> _WHAT NEEDS TO BE DONE_
Rescale the entries starting at the line that contains "mark the fly's thorax -- a dot per instance" and ending at the last entry. Reproduce every line, requests included, but multiply each x and y coordinate in the answers by 0.9 and round it to a whole number, with halves rounded up; leave the requests and their format samples unchanged.

> _THE RECORDS_
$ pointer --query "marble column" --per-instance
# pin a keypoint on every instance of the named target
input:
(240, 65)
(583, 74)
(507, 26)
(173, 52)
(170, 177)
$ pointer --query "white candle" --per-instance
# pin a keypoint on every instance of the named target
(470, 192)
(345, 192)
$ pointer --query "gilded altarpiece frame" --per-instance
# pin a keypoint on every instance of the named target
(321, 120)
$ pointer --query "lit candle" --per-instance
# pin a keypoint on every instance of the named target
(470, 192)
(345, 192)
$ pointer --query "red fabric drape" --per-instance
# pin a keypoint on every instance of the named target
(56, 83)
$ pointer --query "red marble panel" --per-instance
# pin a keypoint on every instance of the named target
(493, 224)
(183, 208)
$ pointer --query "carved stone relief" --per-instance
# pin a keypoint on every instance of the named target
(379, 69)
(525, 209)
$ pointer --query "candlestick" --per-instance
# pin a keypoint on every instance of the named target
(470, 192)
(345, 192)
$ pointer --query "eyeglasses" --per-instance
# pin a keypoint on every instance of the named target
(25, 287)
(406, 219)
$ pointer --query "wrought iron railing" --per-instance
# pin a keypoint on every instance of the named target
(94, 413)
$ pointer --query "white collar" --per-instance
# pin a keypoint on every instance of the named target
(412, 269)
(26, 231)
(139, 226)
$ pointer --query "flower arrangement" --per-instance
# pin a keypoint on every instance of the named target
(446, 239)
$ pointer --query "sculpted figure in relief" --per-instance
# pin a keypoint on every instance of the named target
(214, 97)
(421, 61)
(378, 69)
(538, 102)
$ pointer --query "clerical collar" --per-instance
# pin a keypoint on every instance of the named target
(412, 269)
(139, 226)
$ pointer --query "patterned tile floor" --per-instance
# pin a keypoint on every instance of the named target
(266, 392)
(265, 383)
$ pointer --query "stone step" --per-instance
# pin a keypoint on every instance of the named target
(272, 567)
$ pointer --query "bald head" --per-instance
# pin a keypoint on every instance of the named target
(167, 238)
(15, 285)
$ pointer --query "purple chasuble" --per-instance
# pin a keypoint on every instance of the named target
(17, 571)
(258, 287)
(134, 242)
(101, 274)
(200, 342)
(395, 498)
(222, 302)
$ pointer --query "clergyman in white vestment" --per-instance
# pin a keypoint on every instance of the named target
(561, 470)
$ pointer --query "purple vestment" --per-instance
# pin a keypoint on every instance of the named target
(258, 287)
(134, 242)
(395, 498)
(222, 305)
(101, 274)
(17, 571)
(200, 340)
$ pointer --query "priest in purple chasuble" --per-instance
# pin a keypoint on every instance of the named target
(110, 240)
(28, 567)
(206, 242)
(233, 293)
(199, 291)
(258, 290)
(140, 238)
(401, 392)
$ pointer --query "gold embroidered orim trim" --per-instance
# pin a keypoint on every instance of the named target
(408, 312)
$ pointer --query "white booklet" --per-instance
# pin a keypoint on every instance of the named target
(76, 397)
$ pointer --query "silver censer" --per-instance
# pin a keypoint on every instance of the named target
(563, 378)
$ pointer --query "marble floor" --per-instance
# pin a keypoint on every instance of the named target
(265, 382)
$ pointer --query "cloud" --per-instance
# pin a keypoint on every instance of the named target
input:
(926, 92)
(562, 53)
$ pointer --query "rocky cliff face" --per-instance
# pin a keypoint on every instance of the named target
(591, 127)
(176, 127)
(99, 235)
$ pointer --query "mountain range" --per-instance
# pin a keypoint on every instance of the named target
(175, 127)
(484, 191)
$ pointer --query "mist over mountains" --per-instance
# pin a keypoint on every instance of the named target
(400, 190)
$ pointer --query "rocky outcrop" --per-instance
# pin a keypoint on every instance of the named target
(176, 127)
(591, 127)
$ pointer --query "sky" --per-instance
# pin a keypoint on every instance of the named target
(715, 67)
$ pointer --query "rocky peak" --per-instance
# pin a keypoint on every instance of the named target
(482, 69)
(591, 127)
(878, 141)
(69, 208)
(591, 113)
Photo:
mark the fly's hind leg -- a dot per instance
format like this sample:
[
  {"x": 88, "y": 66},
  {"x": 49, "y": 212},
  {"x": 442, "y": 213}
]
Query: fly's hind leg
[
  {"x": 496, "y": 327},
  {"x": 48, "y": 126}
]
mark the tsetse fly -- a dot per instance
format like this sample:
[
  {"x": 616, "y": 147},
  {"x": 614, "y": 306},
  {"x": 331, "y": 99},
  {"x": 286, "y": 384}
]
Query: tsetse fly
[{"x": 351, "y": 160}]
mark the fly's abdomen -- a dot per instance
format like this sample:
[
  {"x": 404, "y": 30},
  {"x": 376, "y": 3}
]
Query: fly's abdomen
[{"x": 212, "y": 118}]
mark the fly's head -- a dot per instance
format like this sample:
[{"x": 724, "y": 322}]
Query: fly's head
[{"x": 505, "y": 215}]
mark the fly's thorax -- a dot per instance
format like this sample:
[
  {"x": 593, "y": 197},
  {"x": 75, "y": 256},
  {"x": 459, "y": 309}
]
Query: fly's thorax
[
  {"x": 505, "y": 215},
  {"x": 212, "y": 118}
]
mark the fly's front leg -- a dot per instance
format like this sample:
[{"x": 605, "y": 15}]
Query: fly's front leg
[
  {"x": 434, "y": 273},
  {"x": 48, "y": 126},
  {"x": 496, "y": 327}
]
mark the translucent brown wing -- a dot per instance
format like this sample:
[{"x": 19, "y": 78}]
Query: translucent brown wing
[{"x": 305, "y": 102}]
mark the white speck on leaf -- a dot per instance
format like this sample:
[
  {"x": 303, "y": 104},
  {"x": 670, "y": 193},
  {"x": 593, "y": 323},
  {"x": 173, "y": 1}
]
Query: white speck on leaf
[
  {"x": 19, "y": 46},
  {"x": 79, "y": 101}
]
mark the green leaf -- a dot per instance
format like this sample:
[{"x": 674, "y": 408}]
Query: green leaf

> _EXERCISE RESULT_
mark the fly's thorax -- a dot per instance
format like this sample:
[
  {"x": 593, "y": 197},
  {"x": 75, "y": 256},
  {"x": 459, "y": 309}
]
Query: fly's thorax
[
  {"x": 455, "y": 194},
  {"x": 191, "y": 106}
]
mark the fly's front leg -- a dot per instance
format like this sample:
[{"x": 605, "y": 15}]
Query: fly's front leg
[
  {"x": 391, "y": 246},
  {"x": 43, "y": 113},
  {"x": 446, "y": 294}
]
mark the translucent brown wing -- a dot per instance
format like this sample:
[{"x": 19, "y": 78}]
Query: translucent brown wing
[{"x": 275, "y": 92}]
mark the white speck on leaf -- a dot per instance
format like this sample:
[
  {"x": 303, "y": 104},
  {"x": 670, "y": 193},
  {"x": 593, "y": 323},
  {"x": 173, "y": 1}
]
Query: white speck on leaf
[
  {"x": 17, "y": 41},
  {"x": 71, "y": 91}
]
mark the green leaf -- a dot per instance
format like this sample:
[{"x": 674, "y": 408}]
Query: green leaf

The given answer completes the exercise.